WHAT TO PRODUCE |
Extract from the material every line that contains the word "give".

ENTRIES |
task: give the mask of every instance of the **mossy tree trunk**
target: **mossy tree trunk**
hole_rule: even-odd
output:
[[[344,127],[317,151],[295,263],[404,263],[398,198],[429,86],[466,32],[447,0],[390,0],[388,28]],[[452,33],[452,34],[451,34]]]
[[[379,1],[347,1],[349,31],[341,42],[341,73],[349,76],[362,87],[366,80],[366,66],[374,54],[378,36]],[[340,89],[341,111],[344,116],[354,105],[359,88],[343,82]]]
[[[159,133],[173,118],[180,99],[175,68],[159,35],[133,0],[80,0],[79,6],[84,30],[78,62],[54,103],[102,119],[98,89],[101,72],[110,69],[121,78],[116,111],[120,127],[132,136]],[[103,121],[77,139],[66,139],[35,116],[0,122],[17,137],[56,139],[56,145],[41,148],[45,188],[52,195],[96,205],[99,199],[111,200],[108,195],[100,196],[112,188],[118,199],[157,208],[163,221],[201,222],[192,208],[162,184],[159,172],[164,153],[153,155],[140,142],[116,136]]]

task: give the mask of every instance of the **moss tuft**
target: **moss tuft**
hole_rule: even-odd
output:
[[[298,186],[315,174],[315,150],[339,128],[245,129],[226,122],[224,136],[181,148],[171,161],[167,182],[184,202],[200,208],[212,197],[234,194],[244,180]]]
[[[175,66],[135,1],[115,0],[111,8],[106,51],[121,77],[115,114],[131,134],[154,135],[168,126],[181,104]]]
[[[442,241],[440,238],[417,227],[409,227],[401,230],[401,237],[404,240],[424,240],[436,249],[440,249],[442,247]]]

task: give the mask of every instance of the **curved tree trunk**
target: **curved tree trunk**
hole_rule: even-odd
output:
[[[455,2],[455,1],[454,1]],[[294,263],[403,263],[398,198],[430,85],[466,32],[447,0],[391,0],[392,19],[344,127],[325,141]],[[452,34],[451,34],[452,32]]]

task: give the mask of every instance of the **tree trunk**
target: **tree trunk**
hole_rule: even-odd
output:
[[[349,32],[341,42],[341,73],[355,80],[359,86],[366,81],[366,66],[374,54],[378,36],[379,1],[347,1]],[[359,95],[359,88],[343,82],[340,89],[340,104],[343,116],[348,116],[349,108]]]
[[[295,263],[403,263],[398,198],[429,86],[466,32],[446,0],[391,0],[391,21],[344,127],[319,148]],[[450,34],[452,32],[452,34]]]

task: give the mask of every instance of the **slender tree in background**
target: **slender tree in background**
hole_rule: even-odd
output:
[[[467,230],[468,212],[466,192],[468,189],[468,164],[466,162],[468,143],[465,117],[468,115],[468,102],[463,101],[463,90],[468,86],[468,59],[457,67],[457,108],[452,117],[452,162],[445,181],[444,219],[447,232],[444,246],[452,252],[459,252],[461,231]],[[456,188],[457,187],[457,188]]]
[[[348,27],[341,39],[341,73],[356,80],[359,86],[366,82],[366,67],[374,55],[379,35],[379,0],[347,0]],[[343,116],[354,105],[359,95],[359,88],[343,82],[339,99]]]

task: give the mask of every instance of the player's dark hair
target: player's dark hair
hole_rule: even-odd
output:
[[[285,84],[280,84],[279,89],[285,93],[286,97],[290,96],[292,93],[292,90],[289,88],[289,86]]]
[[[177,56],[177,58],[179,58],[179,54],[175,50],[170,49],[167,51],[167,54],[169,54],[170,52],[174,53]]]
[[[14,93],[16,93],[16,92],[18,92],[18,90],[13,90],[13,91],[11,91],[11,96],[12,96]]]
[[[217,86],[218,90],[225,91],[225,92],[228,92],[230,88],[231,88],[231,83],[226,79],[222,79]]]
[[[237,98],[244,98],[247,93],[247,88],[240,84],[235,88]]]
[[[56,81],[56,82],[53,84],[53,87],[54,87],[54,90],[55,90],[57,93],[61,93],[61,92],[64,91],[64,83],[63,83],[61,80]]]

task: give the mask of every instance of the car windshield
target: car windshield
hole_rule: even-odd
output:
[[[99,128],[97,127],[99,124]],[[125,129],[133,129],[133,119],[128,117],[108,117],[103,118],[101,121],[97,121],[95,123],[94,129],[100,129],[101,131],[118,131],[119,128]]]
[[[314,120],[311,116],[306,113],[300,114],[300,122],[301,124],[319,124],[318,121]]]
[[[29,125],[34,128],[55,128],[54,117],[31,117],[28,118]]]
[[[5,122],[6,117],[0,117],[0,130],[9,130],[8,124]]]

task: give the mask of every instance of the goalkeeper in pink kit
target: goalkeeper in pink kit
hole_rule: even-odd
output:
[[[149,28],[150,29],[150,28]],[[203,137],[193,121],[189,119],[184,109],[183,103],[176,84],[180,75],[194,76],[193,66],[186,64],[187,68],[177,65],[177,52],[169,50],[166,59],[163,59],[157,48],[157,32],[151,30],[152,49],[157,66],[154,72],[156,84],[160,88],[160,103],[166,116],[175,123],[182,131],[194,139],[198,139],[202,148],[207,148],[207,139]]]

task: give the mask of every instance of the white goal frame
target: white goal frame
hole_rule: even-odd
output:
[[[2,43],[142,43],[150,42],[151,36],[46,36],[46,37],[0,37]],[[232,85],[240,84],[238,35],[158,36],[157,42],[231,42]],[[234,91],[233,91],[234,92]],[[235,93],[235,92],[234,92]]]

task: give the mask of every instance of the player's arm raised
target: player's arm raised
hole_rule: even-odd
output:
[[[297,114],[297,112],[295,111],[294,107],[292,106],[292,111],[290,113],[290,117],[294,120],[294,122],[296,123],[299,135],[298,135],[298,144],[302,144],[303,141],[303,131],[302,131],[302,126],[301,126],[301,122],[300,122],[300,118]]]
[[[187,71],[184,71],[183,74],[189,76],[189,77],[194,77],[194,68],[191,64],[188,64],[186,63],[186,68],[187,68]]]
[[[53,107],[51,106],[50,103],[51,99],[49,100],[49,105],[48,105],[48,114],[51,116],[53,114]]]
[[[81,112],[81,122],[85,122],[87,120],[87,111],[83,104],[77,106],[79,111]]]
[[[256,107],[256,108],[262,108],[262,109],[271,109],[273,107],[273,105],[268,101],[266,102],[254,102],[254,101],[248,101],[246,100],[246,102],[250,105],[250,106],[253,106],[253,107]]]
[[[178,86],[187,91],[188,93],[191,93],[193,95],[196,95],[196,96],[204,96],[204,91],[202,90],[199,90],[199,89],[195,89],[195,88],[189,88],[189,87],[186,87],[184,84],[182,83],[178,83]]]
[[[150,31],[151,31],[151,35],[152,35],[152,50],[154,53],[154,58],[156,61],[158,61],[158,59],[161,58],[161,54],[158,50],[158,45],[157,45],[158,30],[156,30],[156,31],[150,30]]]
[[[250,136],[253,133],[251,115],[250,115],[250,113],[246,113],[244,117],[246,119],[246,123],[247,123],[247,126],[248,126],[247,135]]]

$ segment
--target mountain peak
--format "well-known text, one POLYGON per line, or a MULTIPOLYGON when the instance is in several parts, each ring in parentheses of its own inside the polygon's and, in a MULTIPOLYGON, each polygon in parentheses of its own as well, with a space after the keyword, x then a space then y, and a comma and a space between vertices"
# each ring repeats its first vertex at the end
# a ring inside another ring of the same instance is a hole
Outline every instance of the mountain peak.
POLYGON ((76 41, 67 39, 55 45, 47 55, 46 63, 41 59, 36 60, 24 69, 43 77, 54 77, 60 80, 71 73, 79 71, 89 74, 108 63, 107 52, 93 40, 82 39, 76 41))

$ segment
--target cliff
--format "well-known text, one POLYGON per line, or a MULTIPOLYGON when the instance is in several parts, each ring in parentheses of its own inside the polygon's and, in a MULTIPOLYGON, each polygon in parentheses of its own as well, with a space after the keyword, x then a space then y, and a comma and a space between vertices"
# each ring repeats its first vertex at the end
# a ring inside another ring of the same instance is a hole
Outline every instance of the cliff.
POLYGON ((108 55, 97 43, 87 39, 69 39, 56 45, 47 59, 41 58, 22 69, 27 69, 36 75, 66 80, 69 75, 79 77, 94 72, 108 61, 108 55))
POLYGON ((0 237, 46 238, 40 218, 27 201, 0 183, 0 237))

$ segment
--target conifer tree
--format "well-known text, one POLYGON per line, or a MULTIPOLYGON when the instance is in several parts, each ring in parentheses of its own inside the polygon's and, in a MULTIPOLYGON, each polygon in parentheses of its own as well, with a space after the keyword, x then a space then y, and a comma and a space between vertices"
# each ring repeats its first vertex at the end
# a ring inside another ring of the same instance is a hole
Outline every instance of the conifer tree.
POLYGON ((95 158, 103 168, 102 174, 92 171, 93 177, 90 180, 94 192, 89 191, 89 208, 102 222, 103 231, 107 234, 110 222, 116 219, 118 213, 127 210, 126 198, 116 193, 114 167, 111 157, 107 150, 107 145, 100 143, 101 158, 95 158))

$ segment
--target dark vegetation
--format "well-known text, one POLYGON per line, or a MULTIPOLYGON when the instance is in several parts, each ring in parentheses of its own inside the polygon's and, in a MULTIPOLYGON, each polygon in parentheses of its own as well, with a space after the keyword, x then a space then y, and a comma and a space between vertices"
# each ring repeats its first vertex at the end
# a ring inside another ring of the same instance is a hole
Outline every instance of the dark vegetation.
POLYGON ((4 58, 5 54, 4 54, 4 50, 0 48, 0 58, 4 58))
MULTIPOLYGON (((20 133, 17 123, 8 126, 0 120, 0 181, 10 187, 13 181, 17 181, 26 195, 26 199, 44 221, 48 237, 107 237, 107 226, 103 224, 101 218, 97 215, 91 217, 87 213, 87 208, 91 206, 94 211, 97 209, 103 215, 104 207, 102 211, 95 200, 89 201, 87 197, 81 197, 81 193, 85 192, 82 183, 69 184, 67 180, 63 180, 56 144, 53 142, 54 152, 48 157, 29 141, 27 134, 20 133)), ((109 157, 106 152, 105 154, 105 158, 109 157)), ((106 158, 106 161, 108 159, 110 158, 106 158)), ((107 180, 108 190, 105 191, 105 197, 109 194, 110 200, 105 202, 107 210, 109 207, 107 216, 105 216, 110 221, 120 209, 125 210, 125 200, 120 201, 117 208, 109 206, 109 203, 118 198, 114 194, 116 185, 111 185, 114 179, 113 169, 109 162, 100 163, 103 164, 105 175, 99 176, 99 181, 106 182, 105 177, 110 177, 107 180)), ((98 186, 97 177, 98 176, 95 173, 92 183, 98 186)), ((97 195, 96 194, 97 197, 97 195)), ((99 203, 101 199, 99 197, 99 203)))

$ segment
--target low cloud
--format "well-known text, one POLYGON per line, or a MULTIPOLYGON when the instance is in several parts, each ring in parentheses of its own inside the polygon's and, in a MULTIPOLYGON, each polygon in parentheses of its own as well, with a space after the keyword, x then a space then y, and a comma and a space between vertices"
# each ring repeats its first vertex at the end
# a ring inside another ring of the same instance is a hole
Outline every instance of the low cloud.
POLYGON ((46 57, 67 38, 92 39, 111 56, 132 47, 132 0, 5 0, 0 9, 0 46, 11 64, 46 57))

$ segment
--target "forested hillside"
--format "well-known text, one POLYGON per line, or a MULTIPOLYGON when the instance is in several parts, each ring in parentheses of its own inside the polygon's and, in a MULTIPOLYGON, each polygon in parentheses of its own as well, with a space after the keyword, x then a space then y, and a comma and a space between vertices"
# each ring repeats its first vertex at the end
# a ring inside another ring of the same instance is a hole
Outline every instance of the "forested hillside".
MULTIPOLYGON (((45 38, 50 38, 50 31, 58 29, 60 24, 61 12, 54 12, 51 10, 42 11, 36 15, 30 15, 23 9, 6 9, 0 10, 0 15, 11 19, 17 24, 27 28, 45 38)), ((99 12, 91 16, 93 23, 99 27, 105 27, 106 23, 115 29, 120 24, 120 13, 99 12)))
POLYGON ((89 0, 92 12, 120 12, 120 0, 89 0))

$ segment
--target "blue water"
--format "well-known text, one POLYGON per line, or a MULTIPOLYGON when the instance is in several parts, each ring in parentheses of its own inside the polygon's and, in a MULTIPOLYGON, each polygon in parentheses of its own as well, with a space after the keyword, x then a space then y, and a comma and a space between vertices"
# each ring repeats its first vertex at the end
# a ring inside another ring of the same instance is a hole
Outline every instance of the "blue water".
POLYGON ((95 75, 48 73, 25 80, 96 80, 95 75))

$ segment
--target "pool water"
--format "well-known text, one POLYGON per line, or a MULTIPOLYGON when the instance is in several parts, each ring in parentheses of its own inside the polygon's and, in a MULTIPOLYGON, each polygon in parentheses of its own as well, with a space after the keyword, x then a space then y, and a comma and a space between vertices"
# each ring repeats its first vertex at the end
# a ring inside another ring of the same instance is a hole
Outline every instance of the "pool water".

TASK RESULT |
task: give the mask of every instance of the **mossy tree trunk**
task: give the mask of every instance of the **moss tuft**
task: give the mask of every instance of the **curved tree trunk**
task: give the mask of every instance of the **tree trunk**
task: give the mask of every instance of the **slender tree in background**
task: give the mask of every instance of the player's dark hair
task: give the mask of every instance of the car windshield
task: give the mask of every instance of the goalkeeper in pink kit
task: give the mask of every instance of the white goal frame
task: give the mask of every instance of the player's arm raised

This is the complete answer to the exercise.